(Dataset entries)
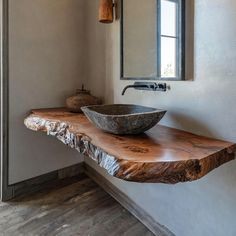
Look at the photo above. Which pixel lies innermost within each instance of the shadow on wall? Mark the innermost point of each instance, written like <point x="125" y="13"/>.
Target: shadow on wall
<point x="190" y="124"/>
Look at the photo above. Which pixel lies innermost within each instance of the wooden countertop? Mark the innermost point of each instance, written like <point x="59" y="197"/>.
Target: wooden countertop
<point x="161" y="155"/>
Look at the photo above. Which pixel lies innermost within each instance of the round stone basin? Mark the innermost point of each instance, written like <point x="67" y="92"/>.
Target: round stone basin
<point x="123" y="119"/>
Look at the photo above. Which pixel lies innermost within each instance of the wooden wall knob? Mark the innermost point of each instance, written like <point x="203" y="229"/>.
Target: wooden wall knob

● **Exercise objective**: Look through the entries above, and wherever a line holds the string "knob", copy it.

● **Exercise response**:
Look at the photo above. Which pixel lies innermost within each instance of the wooden wall knob? Mark the innermost point of each instance, written like <point x="203" y="229"/>.
Target: wooden wall knob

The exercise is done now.